Which lines in the data below contain the word "blonde"? Copy each of them.

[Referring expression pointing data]
- - - -

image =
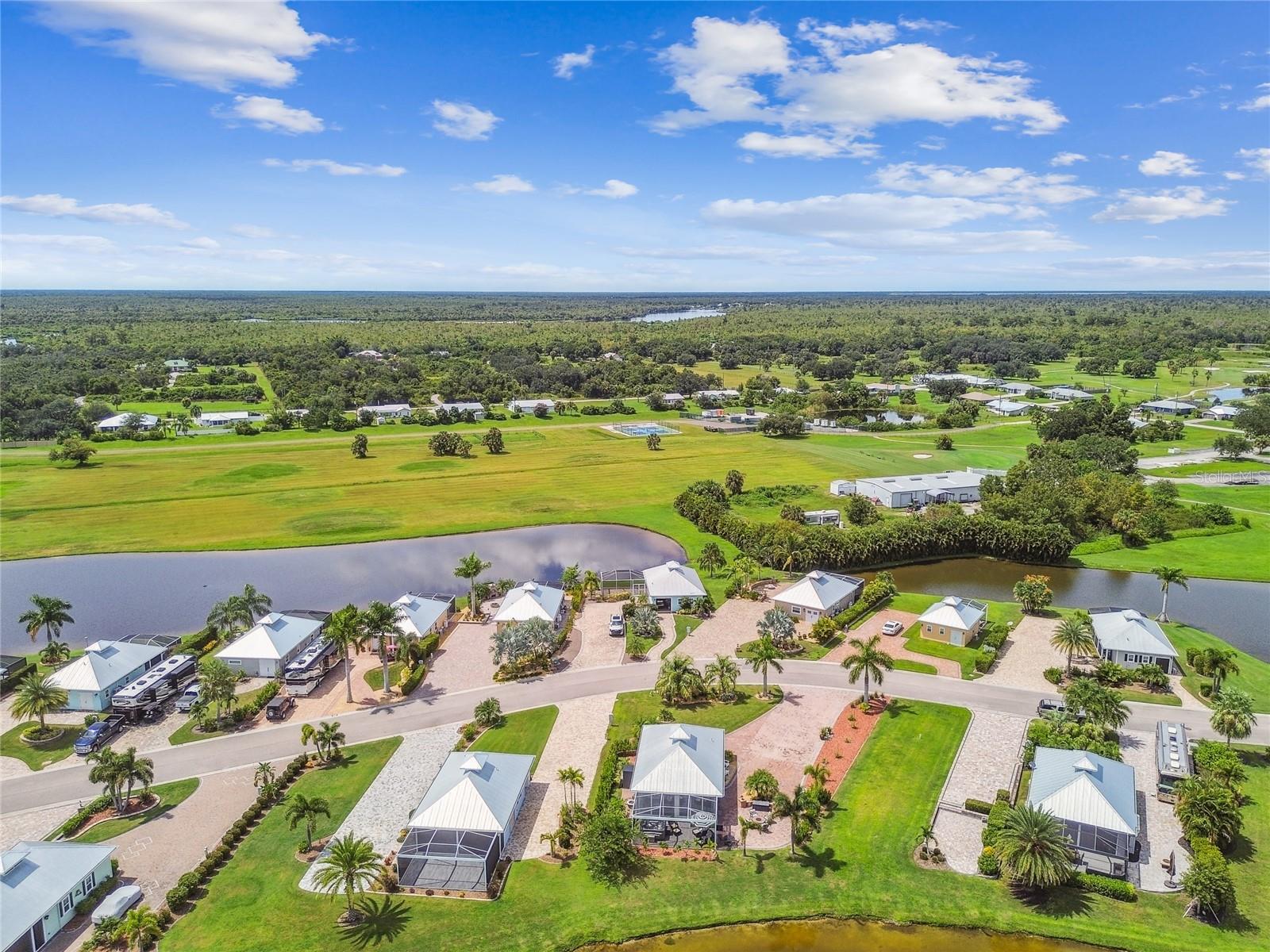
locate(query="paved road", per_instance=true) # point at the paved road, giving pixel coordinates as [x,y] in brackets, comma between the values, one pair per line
[429,710]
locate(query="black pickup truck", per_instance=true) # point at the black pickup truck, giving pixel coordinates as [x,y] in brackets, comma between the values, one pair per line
[99,733]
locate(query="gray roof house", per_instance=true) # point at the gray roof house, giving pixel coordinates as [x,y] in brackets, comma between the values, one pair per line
[40,886]
[1130,639]
[464,824]
[1096,800]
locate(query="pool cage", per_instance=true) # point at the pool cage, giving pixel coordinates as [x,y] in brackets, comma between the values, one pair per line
[448,860]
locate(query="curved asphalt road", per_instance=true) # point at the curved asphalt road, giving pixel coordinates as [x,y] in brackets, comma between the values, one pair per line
[433,708]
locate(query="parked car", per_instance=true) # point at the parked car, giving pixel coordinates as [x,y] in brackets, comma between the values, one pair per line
[279,708]
[117,903]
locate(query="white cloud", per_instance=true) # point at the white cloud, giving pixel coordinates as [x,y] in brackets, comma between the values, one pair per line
[1003,183]
[503,184]
[333,168]
[751,73]
[60,207]
[1185,202]
[1168,164]
[214,44]
[270,114]
[567,63]
[463,121]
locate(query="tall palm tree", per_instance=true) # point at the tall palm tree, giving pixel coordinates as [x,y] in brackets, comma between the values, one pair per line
[764,655]
[349,866]
[1033,848]
[470,568]
[308,812]
[869,660]
[38,697]
[1168,575]
[1073,638]
[344,628]
[48,613]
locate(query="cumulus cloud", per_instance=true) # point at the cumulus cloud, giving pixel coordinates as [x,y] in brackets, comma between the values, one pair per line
[827,86]
[56,206]
[209,44]
[567,63]
[332,168]
[463,121]
[1170,205]
[1170,164]
[270,114]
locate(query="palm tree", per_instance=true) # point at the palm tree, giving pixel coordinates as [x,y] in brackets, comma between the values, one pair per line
[722,676]
[1073,638]
[1033,848]
[380,621]
[470,568]
[38,697]
[1232,715]
[869,660]
[351,865]
[1168,577]
[308,812]
[679,681]
[48,613]
[344,628]
[573,780]
[766,654]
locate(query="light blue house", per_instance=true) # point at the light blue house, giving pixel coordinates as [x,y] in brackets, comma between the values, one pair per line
[41,885]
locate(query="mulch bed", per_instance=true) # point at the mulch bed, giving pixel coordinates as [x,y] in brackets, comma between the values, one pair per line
[849,738]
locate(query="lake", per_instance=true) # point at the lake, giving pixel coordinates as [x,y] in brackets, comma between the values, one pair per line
[1233,611]
[662,317]
[173,592]
[838,936]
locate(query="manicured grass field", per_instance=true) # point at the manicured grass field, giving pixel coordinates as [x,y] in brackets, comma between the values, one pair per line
[38,758]
[521,733]
[859,866]
[169,797]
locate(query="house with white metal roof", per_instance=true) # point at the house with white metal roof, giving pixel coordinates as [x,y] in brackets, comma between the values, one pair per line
[40,886]
[679,776]
[670,584]
[952,620]
[92,679]
[273,643]
[1096,800]
[1130,639]
[819,594]
[464,824]
[531,601]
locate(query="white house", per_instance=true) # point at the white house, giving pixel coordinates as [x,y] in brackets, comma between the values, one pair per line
[273,643]
[465,822]
[531,601]
[1130,639]
[670,584]
[92,679]
[818,594]
[143,422]
[40,886]
[952,620]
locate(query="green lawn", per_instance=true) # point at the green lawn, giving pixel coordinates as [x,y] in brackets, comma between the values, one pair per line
[521,733]
[859,866]
[169,797]
[1254,674]
[40,758]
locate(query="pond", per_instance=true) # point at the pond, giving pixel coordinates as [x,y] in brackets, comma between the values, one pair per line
[1233,611]
[173,592]
[838,936]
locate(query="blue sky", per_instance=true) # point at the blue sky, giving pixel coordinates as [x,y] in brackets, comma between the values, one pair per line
[635,146]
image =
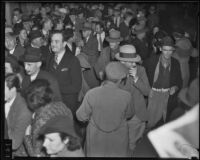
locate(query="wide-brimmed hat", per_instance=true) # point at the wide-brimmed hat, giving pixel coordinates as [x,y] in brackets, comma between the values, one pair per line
[114,36]
[59,124]
[87,26]
[115,71]
[35,34]
[32,55]
[167,41]
[140,28]
[184,47]
[190,95]
[128,53]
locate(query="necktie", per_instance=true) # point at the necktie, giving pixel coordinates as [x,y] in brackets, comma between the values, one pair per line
[55,65]
[100,43]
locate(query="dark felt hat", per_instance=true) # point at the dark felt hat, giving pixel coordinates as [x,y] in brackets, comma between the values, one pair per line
[32,55]
[35,34]
[116,71]
[60,124]
[114,36]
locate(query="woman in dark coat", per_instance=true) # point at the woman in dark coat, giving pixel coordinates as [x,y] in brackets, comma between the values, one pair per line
[39,99]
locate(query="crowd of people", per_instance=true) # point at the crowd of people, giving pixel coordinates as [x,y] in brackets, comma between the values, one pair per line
[91,80]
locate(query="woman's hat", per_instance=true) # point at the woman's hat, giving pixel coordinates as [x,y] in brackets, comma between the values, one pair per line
[32,55]
[115,71]
[190,95]
[128,53]
[184,47]
[114,36]
[60,124]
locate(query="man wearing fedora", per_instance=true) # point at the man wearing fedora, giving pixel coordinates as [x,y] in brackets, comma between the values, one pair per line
[32,62]
[164,76]
[12,47]
[90,47]
[138,85]
[106,136]
[108,53]
[66,68]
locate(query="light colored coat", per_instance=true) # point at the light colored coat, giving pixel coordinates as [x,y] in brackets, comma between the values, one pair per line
[106,108]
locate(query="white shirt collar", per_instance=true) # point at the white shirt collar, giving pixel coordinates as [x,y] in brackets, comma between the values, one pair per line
[60,55]
[8,106]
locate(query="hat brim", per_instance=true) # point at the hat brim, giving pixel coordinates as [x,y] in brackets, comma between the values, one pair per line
[183,98]
[114,40]
[23,59]
[136,59]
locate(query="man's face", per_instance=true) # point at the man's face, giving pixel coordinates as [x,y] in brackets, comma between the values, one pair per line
[86,33]
[57,43]
[16,16]
[31,67]
[167,51]
[37,42]
[9,93]
[114,45]
[23,34]
[8,68]
[53,143]
[49,25]
[10,43]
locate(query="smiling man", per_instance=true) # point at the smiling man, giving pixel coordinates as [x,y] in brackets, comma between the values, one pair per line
[164,74]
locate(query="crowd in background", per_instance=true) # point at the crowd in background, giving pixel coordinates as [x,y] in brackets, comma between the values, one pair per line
[91,80]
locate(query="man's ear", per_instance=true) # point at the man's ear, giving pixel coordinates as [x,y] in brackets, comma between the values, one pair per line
[66,140]
[39,64]
[65,43]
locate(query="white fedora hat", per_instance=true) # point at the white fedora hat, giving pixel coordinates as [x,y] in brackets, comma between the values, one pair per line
[128,53]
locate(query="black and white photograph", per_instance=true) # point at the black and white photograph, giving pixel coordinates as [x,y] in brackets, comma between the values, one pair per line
[100,79]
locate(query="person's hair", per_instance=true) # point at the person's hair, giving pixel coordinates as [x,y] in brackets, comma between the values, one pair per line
[12,80]
[128,14]
[59,32]
[66,35]
[18,10]
[13,63]
[45,21]
[38,94]
[74,142]
[100,24]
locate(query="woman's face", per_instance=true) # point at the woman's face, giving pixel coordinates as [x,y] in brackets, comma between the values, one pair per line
[53,143]
[129,64]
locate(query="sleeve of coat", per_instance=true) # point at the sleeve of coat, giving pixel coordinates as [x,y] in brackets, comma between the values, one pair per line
[85,110]
[23,120]
[101,63]
[56,89]
[143,83]
[76,78]
[130,111]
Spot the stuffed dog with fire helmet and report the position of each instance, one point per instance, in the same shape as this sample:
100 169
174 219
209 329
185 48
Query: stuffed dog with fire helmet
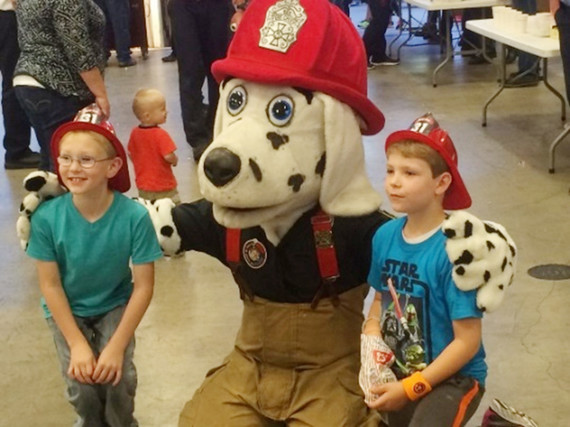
288 207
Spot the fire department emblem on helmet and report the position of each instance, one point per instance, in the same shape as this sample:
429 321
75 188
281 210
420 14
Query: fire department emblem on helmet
254 253
282 23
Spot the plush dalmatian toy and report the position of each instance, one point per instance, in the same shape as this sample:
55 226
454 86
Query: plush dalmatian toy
289 209
41 186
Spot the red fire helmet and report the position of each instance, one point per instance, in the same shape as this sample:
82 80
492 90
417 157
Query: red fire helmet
426 130
309 44
91 118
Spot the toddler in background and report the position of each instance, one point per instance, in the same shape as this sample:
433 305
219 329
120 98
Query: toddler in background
151 148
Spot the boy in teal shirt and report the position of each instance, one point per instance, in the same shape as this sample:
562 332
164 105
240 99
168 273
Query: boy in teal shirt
83 243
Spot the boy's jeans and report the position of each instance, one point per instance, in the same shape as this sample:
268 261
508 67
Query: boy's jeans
99 405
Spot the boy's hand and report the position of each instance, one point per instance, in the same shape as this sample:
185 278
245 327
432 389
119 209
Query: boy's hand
109 366
392 397
81 363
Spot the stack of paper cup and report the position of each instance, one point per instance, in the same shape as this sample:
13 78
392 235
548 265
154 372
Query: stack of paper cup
519 22
544 24
499 16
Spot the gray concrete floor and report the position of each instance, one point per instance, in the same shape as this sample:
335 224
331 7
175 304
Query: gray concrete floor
195 312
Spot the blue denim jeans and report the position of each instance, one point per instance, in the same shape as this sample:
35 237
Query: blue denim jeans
47 110
16 125
118 16
201 34
562 17
99 405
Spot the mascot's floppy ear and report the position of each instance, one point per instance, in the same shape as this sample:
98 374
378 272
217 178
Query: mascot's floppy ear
346 189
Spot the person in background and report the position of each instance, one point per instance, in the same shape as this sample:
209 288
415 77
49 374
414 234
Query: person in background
17 128
60 69
167 23
84 242
374 36
432 328
151 148
118 27
203 29
560 9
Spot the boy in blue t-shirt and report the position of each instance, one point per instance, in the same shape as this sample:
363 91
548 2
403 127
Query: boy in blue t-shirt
432 328
83 243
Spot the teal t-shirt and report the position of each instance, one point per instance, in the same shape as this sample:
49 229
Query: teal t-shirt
93 258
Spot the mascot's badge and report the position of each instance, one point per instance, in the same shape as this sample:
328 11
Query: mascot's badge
254 253
282 23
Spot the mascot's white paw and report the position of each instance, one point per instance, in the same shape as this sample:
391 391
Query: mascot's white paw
42 186
483 256
160 212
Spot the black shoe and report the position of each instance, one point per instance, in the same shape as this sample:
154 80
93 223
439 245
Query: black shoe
169 58
386 60
477 60
522 80
29 161
128 63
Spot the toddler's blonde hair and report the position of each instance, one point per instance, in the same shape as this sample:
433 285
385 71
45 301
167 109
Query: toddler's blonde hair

- - - -

* **Response**:
Spot the toddler's blonde hair and report the position of each instance, one point per instance, in the same shape as this sample:
Query: toddler's blonde hair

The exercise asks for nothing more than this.